**Description of the task**
A line counts if it contains the word "bare" at least once. State how many such lines the records contain, giving the number alone.
-=-=-=-=-
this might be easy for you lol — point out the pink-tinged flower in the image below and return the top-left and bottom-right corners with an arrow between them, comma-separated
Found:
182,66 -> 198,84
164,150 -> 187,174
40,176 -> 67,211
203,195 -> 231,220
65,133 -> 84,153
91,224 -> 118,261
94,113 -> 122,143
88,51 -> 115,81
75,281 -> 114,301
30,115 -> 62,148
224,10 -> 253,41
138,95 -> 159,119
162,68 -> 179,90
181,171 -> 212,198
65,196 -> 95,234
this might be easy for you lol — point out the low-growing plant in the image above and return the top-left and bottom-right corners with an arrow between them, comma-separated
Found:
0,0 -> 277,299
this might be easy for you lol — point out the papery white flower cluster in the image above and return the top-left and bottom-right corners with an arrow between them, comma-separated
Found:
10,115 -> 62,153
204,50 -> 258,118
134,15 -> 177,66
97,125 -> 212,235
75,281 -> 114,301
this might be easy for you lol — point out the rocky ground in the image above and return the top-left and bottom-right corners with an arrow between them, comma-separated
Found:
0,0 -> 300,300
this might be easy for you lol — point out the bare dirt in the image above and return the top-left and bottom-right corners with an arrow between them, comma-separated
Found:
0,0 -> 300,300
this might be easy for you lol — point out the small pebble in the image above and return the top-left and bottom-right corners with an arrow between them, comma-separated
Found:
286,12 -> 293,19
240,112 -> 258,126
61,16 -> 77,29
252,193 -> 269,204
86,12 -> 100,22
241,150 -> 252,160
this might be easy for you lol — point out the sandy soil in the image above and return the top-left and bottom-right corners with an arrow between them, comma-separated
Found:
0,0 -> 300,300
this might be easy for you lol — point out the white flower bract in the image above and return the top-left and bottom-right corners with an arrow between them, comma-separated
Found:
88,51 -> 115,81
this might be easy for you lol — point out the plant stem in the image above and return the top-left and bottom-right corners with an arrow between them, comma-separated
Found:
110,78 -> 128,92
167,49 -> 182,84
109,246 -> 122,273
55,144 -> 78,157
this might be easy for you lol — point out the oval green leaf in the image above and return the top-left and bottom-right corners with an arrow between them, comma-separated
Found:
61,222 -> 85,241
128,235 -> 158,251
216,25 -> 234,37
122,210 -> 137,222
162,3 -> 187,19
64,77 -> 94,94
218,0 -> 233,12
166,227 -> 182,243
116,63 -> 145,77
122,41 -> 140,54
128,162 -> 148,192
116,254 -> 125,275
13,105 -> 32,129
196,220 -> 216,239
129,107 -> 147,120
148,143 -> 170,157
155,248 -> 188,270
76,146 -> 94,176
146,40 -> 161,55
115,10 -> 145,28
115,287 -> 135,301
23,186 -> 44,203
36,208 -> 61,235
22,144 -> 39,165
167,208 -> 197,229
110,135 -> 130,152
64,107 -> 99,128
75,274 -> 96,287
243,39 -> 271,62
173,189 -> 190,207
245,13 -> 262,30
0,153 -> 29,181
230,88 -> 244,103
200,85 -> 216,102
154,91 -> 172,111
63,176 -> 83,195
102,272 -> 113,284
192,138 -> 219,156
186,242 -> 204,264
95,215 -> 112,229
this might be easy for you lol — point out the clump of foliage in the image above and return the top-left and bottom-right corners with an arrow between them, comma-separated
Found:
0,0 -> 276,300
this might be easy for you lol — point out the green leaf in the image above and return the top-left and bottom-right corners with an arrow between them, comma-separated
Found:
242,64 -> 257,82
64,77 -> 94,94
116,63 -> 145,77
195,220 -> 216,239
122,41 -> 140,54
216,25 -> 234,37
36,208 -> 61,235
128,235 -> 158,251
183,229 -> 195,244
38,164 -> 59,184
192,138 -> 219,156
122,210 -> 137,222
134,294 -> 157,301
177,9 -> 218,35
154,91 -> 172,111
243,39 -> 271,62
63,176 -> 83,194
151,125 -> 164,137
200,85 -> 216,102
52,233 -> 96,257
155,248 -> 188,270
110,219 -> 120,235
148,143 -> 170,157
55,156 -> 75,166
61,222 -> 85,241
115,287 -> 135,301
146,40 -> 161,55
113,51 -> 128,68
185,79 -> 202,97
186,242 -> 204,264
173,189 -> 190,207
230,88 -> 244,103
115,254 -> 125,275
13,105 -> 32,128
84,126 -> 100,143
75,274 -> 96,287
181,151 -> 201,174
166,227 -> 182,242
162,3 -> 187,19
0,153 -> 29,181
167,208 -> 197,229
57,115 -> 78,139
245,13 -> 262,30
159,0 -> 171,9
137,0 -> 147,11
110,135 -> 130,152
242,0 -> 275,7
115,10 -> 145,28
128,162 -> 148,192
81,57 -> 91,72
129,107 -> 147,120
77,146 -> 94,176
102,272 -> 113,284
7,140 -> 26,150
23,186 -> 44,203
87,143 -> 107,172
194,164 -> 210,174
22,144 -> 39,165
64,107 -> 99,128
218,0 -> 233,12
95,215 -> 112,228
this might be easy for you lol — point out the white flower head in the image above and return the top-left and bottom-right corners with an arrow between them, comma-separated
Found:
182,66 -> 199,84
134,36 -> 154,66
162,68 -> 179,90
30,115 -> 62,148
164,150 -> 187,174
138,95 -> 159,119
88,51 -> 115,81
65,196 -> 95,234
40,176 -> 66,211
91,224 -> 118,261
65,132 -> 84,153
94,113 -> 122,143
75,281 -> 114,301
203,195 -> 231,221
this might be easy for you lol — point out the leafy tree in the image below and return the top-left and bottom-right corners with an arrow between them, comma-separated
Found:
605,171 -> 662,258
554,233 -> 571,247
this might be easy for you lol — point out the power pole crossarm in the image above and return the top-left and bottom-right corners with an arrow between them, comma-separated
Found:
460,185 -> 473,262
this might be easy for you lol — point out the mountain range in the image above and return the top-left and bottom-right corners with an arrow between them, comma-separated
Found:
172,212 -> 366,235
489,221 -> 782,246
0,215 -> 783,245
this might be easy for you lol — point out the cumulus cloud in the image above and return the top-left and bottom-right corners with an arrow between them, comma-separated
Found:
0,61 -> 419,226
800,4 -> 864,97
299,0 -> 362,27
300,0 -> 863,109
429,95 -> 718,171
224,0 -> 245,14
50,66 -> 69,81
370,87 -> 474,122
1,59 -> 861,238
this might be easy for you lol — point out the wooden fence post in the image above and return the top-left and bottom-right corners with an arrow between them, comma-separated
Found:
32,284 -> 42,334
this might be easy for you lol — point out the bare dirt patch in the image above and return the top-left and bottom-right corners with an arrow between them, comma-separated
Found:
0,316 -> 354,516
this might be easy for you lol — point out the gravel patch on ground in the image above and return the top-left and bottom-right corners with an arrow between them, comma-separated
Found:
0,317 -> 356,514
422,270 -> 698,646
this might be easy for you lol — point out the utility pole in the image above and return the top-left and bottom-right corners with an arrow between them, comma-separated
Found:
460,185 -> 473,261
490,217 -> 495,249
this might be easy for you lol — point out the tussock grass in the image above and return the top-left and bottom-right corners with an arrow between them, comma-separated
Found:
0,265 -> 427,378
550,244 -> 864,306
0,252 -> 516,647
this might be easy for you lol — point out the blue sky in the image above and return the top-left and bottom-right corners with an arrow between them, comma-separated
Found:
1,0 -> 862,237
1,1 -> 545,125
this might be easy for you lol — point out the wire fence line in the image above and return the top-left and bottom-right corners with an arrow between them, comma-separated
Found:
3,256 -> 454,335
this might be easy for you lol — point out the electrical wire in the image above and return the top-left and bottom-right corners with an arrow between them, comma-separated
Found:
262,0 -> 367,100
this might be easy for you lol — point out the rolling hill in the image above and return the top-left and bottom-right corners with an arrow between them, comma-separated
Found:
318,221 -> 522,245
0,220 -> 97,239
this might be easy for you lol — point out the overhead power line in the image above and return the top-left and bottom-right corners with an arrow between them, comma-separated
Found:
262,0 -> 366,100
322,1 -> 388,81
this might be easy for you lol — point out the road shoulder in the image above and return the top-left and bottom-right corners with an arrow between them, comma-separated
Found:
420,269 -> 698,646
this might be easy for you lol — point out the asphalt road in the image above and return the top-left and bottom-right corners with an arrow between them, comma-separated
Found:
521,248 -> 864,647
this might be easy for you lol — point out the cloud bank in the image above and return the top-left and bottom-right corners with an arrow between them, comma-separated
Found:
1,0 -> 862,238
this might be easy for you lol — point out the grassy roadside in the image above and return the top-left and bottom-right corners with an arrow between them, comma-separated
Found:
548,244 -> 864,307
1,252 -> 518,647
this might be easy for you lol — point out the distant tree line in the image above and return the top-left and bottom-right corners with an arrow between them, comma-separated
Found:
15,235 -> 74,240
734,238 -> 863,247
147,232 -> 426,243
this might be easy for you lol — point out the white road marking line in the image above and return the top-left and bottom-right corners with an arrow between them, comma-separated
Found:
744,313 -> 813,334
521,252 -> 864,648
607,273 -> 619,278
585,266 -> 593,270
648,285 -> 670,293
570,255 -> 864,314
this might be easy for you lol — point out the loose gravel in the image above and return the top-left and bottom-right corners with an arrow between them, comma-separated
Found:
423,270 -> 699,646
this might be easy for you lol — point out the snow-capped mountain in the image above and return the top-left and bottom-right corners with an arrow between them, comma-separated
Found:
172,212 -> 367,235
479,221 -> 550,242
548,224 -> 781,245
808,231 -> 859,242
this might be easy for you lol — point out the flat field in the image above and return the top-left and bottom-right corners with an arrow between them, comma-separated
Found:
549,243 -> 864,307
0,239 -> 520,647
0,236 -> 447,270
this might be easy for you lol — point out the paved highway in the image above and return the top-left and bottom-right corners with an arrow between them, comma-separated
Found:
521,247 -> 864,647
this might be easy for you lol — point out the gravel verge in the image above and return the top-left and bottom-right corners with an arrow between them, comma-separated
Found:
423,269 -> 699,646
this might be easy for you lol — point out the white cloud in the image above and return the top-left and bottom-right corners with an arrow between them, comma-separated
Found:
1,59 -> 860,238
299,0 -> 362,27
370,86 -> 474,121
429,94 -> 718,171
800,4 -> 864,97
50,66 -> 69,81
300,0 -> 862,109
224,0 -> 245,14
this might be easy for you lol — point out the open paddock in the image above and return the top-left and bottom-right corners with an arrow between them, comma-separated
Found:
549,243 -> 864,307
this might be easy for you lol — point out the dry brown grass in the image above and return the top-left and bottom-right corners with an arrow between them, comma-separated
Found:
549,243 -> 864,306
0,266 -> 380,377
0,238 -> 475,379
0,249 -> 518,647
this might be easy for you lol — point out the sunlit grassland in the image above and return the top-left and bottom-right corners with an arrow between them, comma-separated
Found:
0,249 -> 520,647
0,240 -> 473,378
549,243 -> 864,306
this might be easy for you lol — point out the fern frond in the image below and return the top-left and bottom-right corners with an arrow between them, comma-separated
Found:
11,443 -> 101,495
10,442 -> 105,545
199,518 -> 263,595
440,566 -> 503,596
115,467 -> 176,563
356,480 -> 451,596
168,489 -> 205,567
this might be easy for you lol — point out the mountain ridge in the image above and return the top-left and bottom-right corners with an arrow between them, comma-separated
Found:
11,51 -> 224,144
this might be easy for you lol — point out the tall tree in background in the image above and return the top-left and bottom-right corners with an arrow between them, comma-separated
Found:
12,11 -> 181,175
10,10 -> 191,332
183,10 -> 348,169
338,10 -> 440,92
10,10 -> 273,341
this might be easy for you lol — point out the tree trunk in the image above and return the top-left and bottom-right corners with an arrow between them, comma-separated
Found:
-=-=-=-=-
**Exercise result**
2